> _Study text_
= Beginning of Section =
Now that even January Jones has entered the infamous “nesting” phase of pregnancy, I've been wondering: Does everybody really go through a nesting phase? "Experts" say that this pre-labor instinct is animal in nature, something we're hard-wired to do: Robins feather their nests, cats find a quiet place to give birth. I don’t think I went through a nesting phase though, unless all those prenatal trips to IKEA count, and those were out of dire necessity, not any deep-seated urges to create the perfect newborn environment. Is there a link missing in my DNA chain or something?
= End of Section =
> _Listed records_
= Beginning of Section =
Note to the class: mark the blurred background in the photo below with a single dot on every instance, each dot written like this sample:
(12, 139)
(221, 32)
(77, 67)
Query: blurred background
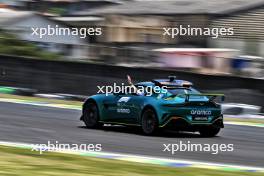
= End of Section =
> _Exercises to complete_
• A. Reproduce the part of the pregnancy nesting piece that starts with "Now that even" and goes on through "chain or something?".
• B. Carry on the pregnancy nesting piece from the point where it stops.

> _Answers to the exercise_
• A.
Now that even January Jones has entered the infamous “nesting” phase of pregnancy, I've been wondering: Does everybody really go through a nesting phase? "Experts" say that this pre-labor instinct is animal in nature, something we're hard-wired to do: Robins feather their nests, cats find a quiet place to give birth. I don’t think I went through a nesting phase though, unless all those prenatal trips to IKEA count, and those were out of dire necessity, not any deep-seated urges to create the perfect newborn environment. Is there a link missing in my DNA chain or something?

• B.
It wasn't like I didn't feel biologically motivated to prepare for my babies in other ways. I was religious about taking prenatal vitamins and putting lotion on my belly to prevent stretch marks and going to the doctor and eating lots of greens. Scrubbing the bathroom fixtures with a toothbrush until they gleamed, however ... yeah, that didn't really cross my mind. It never occurred to me to stock up on groceries and other supplies as if I were fortifying my family against a nuclear war (another classic symptom of nesting) or to pre-address dozens of custom-made birth announcements. But I still fell right into the business of mothering once my children arrived, so my maternal instincts must have been in place. That's why I'm convinced nesting is not a necessary part of the pregnancy process. Perhaps if one is inclined towards the Martha Stewart-esque, gestation encourages these tendencies; otherwise, if you're not feeling the undeniable urge to disinfect every surface of your home, don't worry that being a mom won't come naturally to you. It came naturally to me, and my house is still a mess.
Are you getting the urge to nest or not?